**CONSEGNA 1**
Riproduci fedelmente il passo della sentenza di cassazione che va da "Per tutte le" fino a "per le spese.".
**CONSEGNA 2**
In quale città e in quale data è stata decisa la sentenza di cassazione?

**TESTO RIPORTATO**
*****
In definitiva, deve essere qui ribadito il principio ripetutamente affermato da questa Corte, secondo cui nelle controversie in materia di prestazioni previdenziali e assistenziali derivanti da patologie dell’assicurato, l’apprezzamento del giudice di merito sui risultati dell’indagine svolta dal CTU, nonche’ la valutazione in ordine alla obbiettiva esistenza delle infermita’, alla loro natura ed entita’ ed alla loro incidenza sulla capacita’ lavorativa, costituisce tipico accertamento in fatto, sindacabile in sede di legittimita’ solo per vizi di motivazione (cfr. Cass. n. 8654/2008, n. 19661/2006, n. 14849/2004). Pertanto non incorre nel vizio di carenza di motivazione la sentenza che recepisca “per relationem” le conclusioni e i passi salienti di una relazione di CTU di cui dichiari di condividere il merito; di conseguenza, per infirmare, sotto il profilo dell’insufficienza argomentativa, tale motivazione e’ necessario che la parte non solo alleghi le critiche mosse alla CTU gia’ dinanzi al giudice “a quo”, la loro rilevanza ai fini della decisione e l’omesso esame in sede di decisione, ma riproduca in ricorso anche il testo della relazione peritale che contesta; in difetto, la critica dell’elaborato peritale richiamato in sentenza, si risolve nella mera prospettazione di un sindacato di merito, inammissibile in sede di legittimita’ (Cass. n. 10222/2009).

Per tutte le considerazioni sopra svolte il ricorso, dunque, deve essere respinto. Nulla per le spese del giudizio di cassazione a norma dell’art. 152 disp. att. c.p.c., nel testo introdotto dalla L. n. 326 del 2003, avendo l’interessato reso la prescritta dichiarazione.

P.Q.M.

LA CORTE rigetta il ricorso, Nulla per le spese.

Cosi’ deciso in Roma, il 23 giugno 2010.
*****
**DATI GREZZI**
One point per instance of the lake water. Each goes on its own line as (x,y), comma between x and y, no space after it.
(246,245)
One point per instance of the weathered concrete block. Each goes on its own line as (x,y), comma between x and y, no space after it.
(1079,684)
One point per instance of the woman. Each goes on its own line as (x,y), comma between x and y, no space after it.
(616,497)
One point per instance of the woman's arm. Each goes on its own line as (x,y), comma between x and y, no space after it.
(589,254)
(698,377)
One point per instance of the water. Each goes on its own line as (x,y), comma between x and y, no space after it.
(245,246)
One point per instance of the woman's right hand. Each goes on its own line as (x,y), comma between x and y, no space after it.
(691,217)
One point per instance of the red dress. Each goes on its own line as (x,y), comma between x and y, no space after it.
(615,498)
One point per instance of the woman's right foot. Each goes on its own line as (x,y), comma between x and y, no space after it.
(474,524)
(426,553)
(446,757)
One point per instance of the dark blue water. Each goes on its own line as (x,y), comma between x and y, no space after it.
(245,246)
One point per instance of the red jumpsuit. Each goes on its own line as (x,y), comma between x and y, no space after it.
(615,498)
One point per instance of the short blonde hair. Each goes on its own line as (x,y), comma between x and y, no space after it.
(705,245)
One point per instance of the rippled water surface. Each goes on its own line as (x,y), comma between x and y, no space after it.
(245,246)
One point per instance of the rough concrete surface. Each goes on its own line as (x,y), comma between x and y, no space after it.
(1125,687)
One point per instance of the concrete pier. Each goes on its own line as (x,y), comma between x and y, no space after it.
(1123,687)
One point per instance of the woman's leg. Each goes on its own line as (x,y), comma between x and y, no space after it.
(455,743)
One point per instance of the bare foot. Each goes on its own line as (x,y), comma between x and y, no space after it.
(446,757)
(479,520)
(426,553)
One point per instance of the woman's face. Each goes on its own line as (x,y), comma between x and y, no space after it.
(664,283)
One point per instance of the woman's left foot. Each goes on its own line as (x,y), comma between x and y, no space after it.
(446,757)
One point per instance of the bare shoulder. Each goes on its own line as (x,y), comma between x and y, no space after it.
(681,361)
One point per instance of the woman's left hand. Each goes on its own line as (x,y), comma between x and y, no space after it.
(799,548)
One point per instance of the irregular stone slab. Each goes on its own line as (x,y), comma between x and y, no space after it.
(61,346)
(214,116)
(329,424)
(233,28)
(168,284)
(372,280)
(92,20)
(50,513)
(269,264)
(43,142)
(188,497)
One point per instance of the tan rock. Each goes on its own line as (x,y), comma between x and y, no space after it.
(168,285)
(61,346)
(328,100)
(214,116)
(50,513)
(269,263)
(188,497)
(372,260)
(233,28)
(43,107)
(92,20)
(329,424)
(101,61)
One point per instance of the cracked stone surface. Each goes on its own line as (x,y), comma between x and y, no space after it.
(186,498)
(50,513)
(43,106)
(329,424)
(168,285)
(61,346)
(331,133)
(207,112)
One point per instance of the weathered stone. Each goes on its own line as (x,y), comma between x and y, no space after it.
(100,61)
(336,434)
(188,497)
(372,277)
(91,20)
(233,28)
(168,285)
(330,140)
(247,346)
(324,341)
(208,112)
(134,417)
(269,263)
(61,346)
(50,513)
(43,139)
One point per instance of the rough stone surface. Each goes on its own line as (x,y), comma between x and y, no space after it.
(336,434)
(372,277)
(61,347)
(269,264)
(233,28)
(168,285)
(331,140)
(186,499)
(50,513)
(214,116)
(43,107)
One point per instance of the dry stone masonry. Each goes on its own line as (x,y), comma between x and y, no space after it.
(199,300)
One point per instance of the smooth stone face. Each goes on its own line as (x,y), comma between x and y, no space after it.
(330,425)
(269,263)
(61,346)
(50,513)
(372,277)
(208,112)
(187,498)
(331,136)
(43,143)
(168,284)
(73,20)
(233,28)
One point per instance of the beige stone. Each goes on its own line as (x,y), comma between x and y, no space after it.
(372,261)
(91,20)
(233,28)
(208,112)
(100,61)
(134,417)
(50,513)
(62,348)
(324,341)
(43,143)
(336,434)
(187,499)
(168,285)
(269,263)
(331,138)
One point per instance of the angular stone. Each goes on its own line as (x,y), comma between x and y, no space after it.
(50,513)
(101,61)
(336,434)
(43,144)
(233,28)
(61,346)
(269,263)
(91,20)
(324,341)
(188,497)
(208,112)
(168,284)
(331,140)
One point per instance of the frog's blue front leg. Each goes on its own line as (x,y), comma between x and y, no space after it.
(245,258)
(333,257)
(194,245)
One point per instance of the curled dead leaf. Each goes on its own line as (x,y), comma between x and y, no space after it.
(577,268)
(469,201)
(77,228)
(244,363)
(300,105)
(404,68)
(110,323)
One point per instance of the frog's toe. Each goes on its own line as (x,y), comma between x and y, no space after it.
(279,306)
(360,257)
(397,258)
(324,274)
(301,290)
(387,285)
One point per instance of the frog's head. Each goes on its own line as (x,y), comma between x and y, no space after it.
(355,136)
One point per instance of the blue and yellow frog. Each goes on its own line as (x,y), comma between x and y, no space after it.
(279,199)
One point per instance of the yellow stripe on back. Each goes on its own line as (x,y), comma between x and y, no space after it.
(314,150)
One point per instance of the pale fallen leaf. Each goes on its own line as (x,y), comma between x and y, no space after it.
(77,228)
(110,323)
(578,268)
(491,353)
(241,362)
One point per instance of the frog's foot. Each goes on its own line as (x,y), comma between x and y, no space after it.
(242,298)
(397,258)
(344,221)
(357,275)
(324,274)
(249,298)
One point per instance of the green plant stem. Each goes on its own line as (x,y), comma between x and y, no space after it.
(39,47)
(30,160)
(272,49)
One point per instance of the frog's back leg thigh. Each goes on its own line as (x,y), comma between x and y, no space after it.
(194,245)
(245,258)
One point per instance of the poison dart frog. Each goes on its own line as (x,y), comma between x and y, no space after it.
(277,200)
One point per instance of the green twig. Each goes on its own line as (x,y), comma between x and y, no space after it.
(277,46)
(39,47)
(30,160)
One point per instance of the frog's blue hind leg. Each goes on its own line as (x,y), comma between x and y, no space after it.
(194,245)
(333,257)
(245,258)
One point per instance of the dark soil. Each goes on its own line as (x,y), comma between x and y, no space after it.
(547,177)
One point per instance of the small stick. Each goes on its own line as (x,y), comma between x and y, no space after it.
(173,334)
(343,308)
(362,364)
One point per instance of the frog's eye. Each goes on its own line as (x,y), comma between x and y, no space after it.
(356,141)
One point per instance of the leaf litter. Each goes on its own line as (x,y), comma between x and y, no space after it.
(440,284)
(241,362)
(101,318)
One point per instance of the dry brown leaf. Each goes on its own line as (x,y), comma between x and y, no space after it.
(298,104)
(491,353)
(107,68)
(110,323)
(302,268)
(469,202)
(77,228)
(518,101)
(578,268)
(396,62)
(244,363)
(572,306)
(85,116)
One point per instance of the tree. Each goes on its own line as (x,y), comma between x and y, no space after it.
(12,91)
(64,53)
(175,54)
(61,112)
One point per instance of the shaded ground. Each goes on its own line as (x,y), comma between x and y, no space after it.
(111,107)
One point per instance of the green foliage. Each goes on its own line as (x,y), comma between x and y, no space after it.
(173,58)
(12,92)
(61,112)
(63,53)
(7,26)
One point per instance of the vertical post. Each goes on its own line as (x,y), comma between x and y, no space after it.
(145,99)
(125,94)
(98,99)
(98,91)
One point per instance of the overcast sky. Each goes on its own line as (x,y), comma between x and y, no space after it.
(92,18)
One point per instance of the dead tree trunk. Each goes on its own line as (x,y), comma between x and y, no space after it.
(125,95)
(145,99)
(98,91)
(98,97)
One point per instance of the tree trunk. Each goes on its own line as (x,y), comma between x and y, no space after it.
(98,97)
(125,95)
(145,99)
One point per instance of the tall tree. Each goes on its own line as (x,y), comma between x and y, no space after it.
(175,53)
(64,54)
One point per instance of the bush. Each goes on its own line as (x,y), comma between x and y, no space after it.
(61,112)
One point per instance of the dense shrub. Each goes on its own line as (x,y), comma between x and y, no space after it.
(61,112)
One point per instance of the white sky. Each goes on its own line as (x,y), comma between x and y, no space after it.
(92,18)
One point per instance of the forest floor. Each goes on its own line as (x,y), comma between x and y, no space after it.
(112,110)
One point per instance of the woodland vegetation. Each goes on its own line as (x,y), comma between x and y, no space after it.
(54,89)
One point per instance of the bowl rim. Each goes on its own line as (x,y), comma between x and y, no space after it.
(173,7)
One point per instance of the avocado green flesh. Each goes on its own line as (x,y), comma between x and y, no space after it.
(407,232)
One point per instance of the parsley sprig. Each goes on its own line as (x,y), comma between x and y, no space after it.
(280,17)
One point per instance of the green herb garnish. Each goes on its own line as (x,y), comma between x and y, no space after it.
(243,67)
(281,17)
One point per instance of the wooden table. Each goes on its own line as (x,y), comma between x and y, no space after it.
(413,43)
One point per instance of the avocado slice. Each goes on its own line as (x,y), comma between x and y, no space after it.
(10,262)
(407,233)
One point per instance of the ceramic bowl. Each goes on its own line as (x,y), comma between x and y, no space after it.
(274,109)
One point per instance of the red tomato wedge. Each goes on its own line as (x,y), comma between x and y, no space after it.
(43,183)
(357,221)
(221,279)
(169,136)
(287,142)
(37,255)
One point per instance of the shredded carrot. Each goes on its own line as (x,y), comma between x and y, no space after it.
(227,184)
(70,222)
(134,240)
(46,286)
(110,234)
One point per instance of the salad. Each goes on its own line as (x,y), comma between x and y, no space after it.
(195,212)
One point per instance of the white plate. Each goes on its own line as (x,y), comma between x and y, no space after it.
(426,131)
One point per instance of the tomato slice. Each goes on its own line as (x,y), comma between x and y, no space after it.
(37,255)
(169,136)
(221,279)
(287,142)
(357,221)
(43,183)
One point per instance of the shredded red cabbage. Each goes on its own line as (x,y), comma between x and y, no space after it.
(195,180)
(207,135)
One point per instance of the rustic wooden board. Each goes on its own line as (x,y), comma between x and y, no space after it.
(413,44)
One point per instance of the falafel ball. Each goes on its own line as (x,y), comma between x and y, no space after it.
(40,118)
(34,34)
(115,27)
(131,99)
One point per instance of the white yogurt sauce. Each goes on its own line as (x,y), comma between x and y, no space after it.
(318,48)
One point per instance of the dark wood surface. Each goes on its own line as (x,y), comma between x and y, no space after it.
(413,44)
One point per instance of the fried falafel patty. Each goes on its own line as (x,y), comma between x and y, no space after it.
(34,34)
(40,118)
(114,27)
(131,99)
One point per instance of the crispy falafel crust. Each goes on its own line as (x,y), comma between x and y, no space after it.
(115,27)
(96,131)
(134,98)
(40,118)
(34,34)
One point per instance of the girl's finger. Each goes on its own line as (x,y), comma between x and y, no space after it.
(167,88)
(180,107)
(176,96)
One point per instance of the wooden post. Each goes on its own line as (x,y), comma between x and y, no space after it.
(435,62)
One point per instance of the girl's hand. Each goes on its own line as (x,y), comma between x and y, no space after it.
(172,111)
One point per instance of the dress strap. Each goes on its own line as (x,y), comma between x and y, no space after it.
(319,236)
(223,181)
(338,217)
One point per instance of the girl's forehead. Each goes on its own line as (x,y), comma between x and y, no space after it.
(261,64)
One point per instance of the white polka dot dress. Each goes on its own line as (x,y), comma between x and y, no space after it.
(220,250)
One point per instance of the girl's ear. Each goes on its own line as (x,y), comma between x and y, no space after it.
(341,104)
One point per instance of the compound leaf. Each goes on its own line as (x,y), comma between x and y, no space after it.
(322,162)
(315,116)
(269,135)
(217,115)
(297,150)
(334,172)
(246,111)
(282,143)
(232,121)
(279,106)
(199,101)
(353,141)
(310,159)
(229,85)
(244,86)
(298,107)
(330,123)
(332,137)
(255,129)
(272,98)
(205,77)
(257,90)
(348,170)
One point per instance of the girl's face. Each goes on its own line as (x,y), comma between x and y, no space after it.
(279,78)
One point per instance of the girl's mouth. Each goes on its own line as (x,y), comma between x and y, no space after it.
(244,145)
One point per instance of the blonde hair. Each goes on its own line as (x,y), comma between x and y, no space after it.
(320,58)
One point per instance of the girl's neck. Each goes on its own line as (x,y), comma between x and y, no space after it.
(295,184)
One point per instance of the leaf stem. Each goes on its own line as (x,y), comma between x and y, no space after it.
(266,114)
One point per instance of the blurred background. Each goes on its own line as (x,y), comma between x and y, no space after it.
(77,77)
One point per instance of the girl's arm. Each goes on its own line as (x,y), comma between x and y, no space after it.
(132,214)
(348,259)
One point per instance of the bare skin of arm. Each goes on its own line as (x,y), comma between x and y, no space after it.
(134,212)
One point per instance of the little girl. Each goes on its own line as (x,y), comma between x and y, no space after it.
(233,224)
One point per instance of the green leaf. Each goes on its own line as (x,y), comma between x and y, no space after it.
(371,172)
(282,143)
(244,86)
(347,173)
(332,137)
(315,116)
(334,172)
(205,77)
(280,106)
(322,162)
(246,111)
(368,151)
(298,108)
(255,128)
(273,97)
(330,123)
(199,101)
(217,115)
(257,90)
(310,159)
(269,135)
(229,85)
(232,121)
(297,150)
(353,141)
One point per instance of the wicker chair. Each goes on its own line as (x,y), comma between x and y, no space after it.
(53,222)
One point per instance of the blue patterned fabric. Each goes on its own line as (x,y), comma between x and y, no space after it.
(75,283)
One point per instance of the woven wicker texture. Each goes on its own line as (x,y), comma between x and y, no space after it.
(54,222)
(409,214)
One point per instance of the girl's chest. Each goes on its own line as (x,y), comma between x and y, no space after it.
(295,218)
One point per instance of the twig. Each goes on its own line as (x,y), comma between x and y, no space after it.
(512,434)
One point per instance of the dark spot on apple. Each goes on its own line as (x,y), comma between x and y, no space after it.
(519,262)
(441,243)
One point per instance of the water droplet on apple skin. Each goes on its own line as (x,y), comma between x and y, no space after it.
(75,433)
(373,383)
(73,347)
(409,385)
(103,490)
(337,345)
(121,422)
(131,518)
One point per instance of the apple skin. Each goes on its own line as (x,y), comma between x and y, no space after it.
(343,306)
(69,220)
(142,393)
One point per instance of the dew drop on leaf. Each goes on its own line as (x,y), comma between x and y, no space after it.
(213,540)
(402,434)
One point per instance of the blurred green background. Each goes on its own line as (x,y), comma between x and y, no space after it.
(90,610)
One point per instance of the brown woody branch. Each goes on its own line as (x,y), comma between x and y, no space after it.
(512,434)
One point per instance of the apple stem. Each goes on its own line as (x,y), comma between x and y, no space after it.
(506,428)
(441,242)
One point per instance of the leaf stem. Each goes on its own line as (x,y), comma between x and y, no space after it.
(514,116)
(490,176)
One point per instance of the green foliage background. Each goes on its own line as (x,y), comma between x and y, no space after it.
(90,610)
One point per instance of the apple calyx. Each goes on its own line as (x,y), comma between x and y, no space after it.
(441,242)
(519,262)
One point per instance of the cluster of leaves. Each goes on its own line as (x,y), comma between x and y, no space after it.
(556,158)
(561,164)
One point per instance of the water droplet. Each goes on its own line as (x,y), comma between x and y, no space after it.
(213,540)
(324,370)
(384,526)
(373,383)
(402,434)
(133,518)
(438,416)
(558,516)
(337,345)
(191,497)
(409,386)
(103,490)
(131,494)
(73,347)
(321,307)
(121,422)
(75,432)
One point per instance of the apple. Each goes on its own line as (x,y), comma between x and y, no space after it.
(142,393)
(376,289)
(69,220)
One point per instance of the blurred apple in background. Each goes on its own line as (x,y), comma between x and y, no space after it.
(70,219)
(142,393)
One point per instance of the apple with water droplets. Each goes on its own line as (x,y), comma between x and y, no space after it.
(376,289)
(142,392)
*****
**RISULTATO ATTESO 1**
Per tutte le considerazioni sopra svolte il ricorso, dunque, deve essere respinto. Nulla per le spese del giudizio di cassazione a norma dell’art. 152 disp. att. c.p.c., nel testo introdotto dalla L. n. 326 del 2003, avendo l’interessato reso la prescritta dichiarazione.

P.Q.M.

LA CORTE rigetta il ricorso, Nulla per le spese.

**RISULTATO ATTESO 2**
A Roma, il 23 giugno 2010.